Text under study
"""
Ngaire Blankenburg & Muna Faisal Algurg,
Lord Cultural Resources & Dubai Culture and Arts Authority (Canada & Dubai)

When someone you care about is taken sick or injured, it’s hard to know what to say. Medical professionals too can be at a loss for words lapsing into ‘science-speak’ at difficult moments. The ‘Words that Heal’ exhibition is a participative, technology rich pop-up exhibition opening in a main hospital in Dubai, in February 2014. Diverse patients share the words or actions that have made them feel better – whether 50 years ago or a few minutes ago – being gathered through a participative social media campaign.

— What you'll learn

  • How museums can improve well-being in a hospital setting
  • Insights from the crowd-sourcing social media campaign
  • The DCAA’s new approach to museums in the radically changing city of Dubai

03:00 pm

C-You: the connected experience

Sébastien Cursan,
Cap Sciences (France)
"""
Data provided
"""
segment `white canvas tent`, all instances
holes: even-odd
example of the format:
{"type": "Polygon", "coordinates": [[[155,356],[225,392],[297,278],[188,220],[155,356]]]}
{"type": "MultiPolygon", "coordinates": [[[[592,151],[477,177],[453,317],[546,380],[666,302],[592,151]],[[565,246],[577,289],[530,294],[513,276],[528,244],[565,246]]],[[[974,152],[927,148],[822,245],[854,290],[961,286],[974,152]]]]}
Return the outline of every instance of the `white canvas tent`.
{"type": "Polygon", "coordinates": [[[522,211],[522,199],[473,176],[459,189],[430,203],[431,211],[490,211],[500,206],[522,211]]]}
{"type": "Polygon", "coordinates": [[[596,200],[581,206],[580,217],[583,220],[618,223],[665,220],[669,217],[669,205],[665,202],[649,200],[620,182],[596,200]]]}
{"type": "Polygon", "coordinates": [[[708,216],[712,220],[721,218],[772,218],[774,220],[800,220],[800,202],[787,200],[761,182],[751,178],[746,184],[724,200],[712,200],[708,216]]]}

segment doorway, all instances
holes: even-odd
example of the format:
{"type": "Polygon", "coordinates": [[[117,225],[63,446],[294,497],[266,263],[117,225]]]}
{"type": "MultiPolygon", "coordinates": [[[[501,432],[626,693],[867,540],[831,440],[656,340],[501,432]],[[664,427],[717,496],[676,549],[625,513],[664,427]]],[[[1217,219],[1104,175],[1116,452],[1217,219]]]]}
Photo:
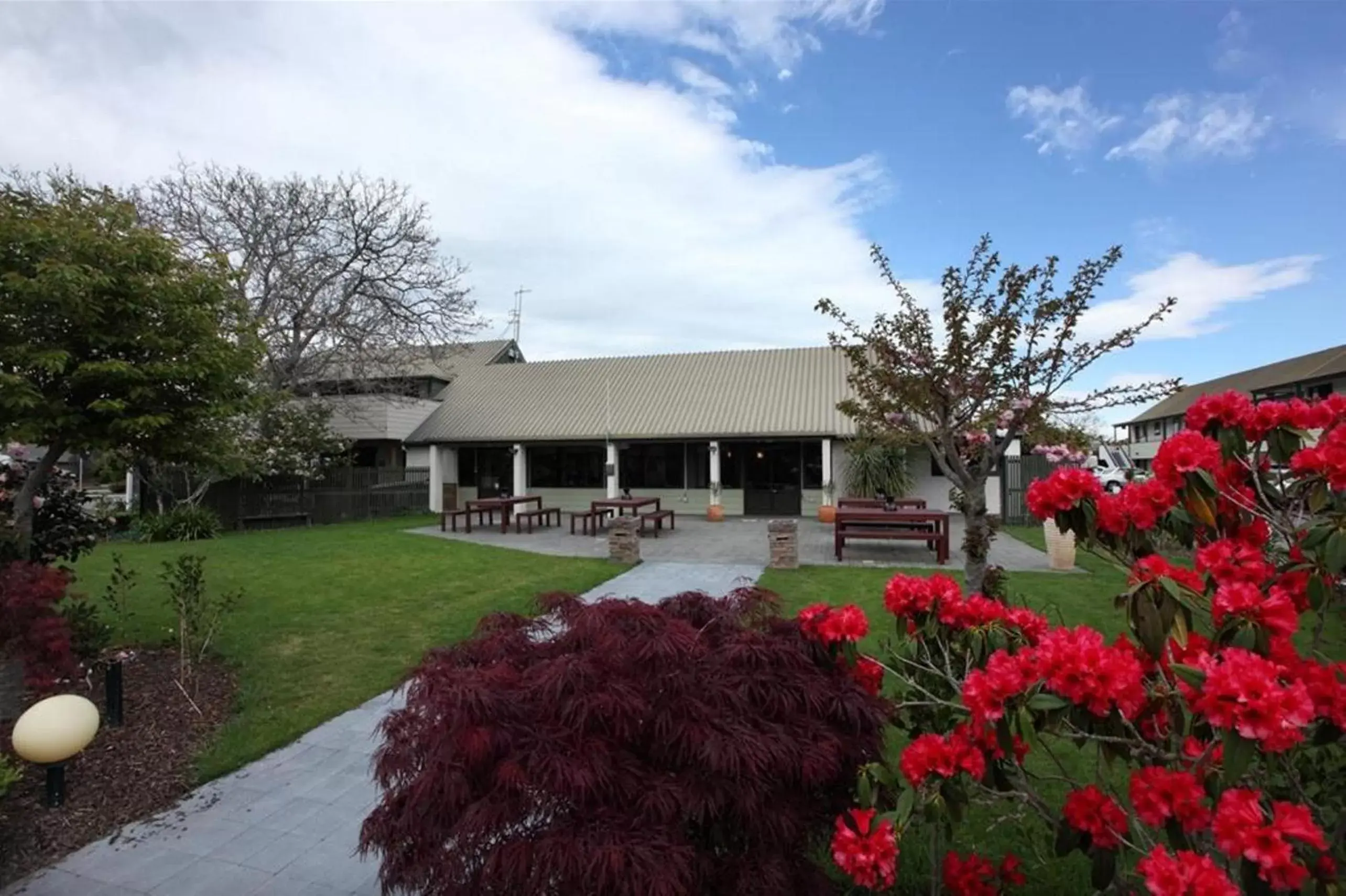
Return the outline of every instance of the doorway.
{"type": "Polygon", "coordinates": [[[802,453],[797,441],[754,441],[743,447],[743,514],[798,517],[802,453]]]}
"""
Reproduce word for word the stretch of the conference session listing from "When someone you" through "social media campaign.".

Worked solution
When someone you care about is taken sick or injured, it’s hard to know what to say. Medical professionals too can be at a loss for words lapsing into ‘science-speak’ at difficult moments. The ‘Words that Heal’ exhibition is a participative, technology rich pop-up exhibition opening in a main hospital in Dubai, in February 2014. Diverse patients share the words or actions that have made them feel better – whether 50 years ago or a few minutes ago – being gathered through a participative social media campaign.